Records from a data source
***

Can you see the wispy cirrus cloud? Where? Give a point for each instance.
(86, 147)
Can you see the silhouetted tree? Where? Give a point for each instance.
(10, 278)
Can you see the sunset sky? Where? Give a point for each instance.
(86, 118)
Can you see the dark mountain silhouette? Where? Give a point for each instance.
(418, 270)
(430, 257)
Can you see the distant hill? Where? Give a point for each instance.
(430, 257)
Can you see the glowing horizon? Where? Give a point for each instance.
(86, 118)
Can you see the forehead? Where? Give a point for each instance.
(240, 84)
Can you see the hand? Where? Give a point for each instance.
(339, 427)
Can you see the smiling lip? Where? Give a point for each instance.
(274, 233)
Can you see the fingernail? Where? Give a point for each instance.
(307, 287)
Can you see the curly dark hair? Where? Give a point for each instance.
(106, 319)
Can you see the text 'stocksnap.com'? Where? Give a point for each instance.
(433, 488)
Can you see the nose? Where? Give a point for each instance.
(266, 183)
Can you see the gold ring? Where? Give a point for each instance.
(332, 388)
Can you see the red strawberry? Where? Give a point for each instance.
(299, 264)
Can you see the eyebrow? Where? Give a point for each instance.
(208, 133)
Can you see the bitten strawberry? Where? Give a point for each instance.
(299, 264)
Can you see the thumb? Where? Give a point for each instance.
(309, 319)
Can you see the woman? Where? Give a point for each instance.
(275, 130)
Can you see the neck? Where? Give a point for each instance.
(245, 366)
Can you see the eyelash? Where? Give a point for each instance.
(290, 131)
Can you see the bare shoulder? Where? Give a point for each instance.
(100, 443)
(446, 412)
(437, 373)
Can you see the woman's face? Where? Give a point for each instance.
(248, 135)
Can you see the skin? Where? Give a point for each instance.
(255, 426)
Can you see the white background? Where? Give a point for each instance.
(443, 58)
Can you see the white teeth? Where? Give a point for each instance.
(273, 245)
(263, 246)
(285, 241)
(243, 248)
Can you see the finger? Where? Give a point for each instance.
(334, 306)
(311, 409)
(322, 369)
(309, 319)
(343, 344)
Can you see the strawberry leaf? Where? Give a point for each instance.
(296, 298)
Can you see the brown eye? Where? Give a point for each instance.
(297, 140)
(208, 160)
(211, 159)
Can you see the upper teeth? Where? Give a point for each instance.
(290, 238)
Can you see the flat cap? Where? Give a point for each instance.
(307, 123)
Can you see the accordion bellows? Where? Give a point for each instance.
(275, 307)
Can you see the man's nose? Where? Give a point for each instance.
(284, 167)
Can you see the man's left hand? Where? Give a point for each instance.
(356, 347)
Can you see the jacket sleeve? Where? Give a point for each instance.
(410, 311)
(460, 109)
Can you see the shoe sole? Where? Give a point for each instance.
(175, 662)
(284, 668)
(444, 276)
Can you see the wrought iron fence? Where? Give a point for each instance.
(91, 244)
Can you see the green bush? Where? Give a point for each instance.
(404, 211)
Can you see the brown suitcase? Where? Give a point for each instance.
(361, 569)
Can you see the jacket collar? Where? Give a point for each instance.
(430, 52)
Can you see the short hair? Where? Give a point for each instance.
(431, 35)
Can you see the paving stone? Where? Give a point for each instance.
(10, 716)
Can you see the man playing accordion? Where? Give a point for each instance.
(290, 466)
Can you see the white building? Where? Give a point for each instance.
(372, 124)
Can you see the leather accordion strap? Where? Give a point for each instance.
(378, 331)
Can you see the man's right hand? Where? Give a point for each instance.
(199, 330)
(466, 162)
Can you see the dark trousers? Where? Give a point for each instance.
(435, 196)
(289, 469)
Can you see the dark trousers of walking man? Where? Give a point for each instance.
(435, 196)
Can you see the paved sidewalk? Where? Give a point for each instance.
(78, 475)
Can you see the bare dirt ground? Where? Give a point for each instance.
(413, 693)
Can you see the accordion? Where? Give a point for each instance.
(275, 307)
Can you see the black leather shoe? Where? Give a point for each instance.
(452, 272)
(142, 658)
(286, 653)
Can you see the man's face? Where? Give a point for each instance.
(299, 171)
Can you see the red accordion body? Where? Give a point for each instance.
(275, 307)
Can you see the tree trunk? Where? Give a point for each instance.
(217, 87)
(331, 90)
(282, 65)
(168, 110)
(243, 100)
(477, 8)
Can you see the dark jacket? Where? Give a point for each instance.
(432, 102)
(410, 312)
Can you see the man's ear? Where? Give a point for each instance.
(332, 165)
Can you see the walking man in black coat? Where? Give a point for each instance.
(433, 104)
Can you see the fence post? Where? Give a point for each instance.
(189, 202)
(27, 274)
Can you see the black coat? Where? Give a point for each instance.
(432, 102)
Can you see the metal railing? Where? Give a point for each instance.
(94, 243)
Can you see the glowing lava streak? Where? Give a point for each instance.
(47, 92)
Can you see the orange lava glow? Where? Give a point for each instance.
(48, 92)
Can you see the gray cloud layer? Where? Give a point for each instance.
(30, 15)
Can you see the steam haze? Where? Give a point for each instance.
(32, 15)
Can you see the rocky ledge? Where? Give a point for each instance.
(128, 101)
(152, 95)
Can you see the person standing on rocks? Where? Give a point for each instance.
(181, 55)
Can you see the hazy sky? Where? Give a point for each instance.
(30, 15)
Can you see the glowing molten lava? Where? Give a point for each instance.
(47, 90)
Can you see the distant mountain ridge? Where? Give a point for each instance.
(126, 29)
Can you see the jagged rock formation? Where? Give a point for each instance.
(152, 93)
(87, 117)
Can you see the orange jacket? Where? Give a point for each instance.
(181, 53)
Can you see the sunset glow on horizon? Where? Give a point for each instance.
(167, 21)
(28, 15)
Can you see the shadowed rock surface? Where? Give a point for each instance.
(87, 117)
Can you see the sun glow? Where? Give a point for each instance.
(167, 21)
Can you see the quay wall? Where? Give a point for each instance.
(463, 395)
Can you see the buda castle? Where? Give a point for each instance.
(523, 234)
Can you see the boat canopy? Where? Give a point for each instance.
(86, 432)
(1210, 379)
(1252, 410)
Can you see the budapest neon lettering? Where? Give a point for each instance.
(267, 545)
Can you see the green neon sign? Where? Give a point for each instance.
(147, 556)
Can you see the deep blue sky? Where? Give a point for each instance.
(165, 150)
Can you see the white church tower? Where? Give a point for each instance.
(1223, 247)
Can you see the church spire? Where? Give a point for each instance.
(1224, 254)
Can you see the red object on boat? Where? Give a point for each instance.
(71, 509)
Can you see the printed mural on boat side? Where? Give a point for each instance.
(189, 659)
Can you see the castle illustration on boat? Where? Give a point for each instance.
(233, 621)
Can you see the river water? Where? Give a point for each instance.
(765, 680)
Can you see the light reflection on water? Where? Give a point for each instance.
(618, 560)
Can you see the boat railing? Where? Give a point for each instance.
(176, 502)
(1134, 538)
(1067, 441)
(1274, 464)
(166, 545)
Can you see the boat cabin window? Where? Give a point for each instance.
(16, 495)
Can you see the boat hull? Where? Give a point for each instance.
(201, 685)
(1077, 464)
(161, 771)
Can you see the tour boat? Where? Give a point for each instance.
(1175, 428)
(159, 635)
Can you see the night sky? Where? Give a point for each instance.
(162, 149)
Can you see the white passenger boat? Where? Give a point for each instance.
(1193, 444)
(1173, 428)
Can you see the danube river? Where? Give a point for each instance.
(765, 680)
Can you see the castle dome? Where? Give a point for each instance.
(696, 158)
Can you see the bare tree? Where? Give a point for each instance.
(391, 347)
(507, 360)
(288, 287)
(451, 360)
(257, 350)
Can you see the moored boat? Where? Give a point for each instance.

***

OBJECTIVE: Reproduce the material verbatim, line by line.

RESULT FOR THIS TASK:
Can you see the wispy cirrus cloud? Where? Give a point for each instance.
(86, 147)
Can you see the silhouetted tree? Where? Give a point for each instance.
(10, 278)
Can you see the sunset sky? Where? Give a point for each instance.
(86, 118)
Can you see the dark mountain silhouette? Where? Give a point for each instance.
(418, 270)
(430, 257)
Can you see the distant hill? Where? Give a point for each instance.
(430, 257)
Can you see the glowing horizon? Where? Give a point for each instance.
(86, 118)
Can you see the forehead? Where? Give a point for each instance.
(240, 84)
Can you see the hand? Where? Give a point for each instance.
(339, 427)
Can you see the smiling lip? Where? Give a point for each instance.
(274, 233)
Can you see the fingernail? Where? Give a point for each instance.
(307, 287)
Can you see the curly dark hair? Where? Give a point for each instance.
(106, 319)
Can you see the text 'stocksnap.com'? Where? Give a point for each instance.
(433, 488)
Can you see the nose? Where? Give a point for each instance.
(266, 183)
Can you see the gold ring? Where? Give a point for each instance.
(332, 388)
Can you see the red strawberry? Where? Give a point for each instance.
(299, 264)
Can you see the eyebrow? Where? Give a point for each instance.
(208, 133)
Can you see the bitten strawberry? Where? Give a point for each instance.
(299, 264)
Can you see the thumb? Where? Give a point for each instance.
(309, 319)
Can you see the woman? Where? Give a point for each instance.
(275, 130)
Can you see the neck? Where? Give a point for each instance.
(245, 366)
Can you see the eyelash? Where? Give a point for each instance.
(290, 131)
Can you see the bare shoulder? Where? Give a point for each instance.
(100, 443)
(446, 412)
(437, 373)
Can you see the woman's face? Where? Give a point for each instance.
(248, 135)
Can you see the skin? Where? Give a point for each instance.
(255, 426)
Can you see the white background? Where? Give a point for each instance.
(443, 58)
Can you see the white teeth? Where? Give a point for each instance.
(273, 245)
(263, 246)
(285, 241)
(243, 248)
Can you see the finger? Where? Give a point for each instance.
(334, 306)
(311, 409)
(322, 369)
(309, 319)
(343, 344)
Can you see the strawberry leaf? Where? Give a point for each instance.
(296, 298)
Can you see the brown eye? Where? Give a point for each instance.
(297, 140)
(208, 160)
(211, 159)
Can you see the upper teeth? Where? Give a point for each instance.
(290, 238)
Can you see the flat cap? Where? Give a point for each instance.
(307, 123)
Can you see the accordion bellows? Where? Give a point for each instance.
(275, 307)
Can you see the man's nose? Where? Give a point for each instance.
(284, 167)
Can you see the man's left hand? Where? Give a point for each instance.
(356, 347)
Can you see the jacket sleeve? Where? Give a point for each instance.
(410, 311)
(460, 109)
Can you see the shoe sole? Where? Give a point for each instance.
(175, 662)
(284, 668)
(444, 276)
Can you see the wrought iron fence? Where? Give a point for each instance.
(91, 244)
Can you see the green bush? Where? Give a point for each instance.
(404, 211)
Can you see the brown suitcase? Where? Give a point for each instance.
(361, 569)
Can you see the jacket collar? Where? Give a point for each instance.
(430, 52)
Can you see the short hair? Where? Give a point for each instance.
(431, 35)
Can you see the paving stone? Where? Give a point for each instance.
(10, 716)
Can you see the man playing accordion? Where? Give a point for each instance.
(290, 466)
Can you see the white building? Where? Give a point for each instance.
(372, 124)
Can you see the leather accordion strap? Where? Give a point for each instance.
(378, 331)
Can you see the man's right hand? Where? Give a point for each instance.
(199, 330)
(466, 162)
Can you see the dark trousers? Where? Give a point for each instance.
(435, 196)
(289, 469)
Can you see the dark trousers of walking man? Where? Give a point for each instance.
(435, 196)
Can you see the paved sidewalk? Where? Give a point for each instance.
(78, 475)
Can you see the bare dirt ground? Where? Give a point for each instance.
(413, 693)
Can you see the accordion? Where? Give a point for each instance.
(275, 307)
Can you see the black leather shoe? Where? Give a point for each instance.
(452, 272)
(142, 658)
(286, 653)
Can you see the man's face? Where? Give a point for each instance.
(299, 171)
Can you see the red accordion body? Where? Give a point for each instance.
(275, 307)
Can you see the tree trunk? Where? Give a point for each instance.
(217, 87)
(331, 90)
(282, 65)
(168, 110)
(243, 100)
(477, 8)
Can you see the dark jacket? Where? Give a point for each instance.
(432, 102)
(410, 312)
Can you see the man's ear? Where? Give a point for each instance.
(332, 165)
Can you see the walking man in black coat? Where? Give a point for each instance.
(433, 104)
Can you see the fence post? Where? Give a point for each instance.
(189, 202)
(27, 274)
Can you see the black coat? Where? Give a point for each instance.
(432, 102)
Can you see the metal railing? Where? Give a point for each instance.
(94, 243)
Can you see the glowing lava streak? Where? Give a point for each instance.
(47, 92)
Can you see the orange lava glow? Where? Give a point for each instance.
(48, 92)
Can you see the gray cloud layer? Where? Give a point for each instance.
(30, 15)
Can you see the steam haze? Where? Give a point for each instance.
(32, 15)
Can you see the rocky ledge? Where? Give a point for each instance.
(128, 101)
(152, 95)
Can you see the person standing on rocks? Where? Give a point for each instance.
(181, 55)
Can you see the hazy sky? Where? Give a point for each instance.
(30, 15)
Can you see the glowing molten lava? Where? Give a point for each instance.
(47, 90)
Can you see the distant mountain ridge? Where? Give a point for each instance.
(126, 29)
Can you see the jagged rock formation? Where? Give a point for each instance.
(152, 93)
(87, 117)
Can you see the orange jacket? Where? Give a point for each instance.
(181, 53)
Can you see the sunset glow on horizon? Where? Give a point for each instance.
(167, 21)
(28, 15)
Can you see the shadowed rock surface? Where? Give a point for each instance.
(87, 117)
Can you see the sun glow? Where? Give a point for each instance.
(167, 21)
Can you see the quay wall? Where? Give a point for each instance.
(463, 395)
Can you see the buda castle? Where? Give a point for each instance.
(523, 234)
Can you see the boat canopy? Where? Give a point for each instance.
(86, 432)
(1210, 379)
(1252, 410)
Can you see the budapest neon lettering? Where? Give a point for each instance.
(267, 545)
Can you see the green neon sign? Where? Give a point for each instance.
(147, 556)
Can you see the deep blue sky? Where? Give a point for each instance.
(165, 150)
Can you see the white church tower? Where? Give a point for each instance.
(1223, 247)
Can you see the church spire? Where? Give a point for each instance.
(1224, 254)
Can you see the red object on boat? Where? Give a point for each instance.
(71, 509)
Can you see the printed mural on boat side? Where? Give a point for each instance.
(189, 659)
Can you see the castle illustration on boat? Where? Give a point for each instance.
(233, 621)
Can you see the river water? Where? Give a point for each instance.
(765, 680)
Can you see the light reflection on water? Where? Give a point for each instance.
(618, 560)
Can you see the boat railing? Where? Give a point for each instance.
(176, 502)
(1134, 538)
(1067, 441)
(1274, 464)
(166, 545)
Can you see the boat cabin window? Where? Give a point for each instance.
(16, 495)
Can you see the boat hull? Where? Give a point for each instance.
(201, 685)
(1077, 464)
(161, 771)
Can you see the tour boat? Where? Give a point for each instance.
(1175, 428)
(159, 635)
Can you see the night sky? Where? Give a point for each instance.
(162, 149)
Can you see the white passenger boat? Where? Give a point for each instance.
(1193, 444)
(1173, 428)
Can you see the danube river? Where? Give a point for each instance.
(765, 680)
Can you see the castle dome? Where? Give a point for each instance.
(696, 158)
Can you see the bare tree? Where? Give a point for each instance.
(391, 347)
(507, 360)
(288, 287)
(451, 360)
(257, 350)
Can you see the moored boat? Where? Give a point for each instance.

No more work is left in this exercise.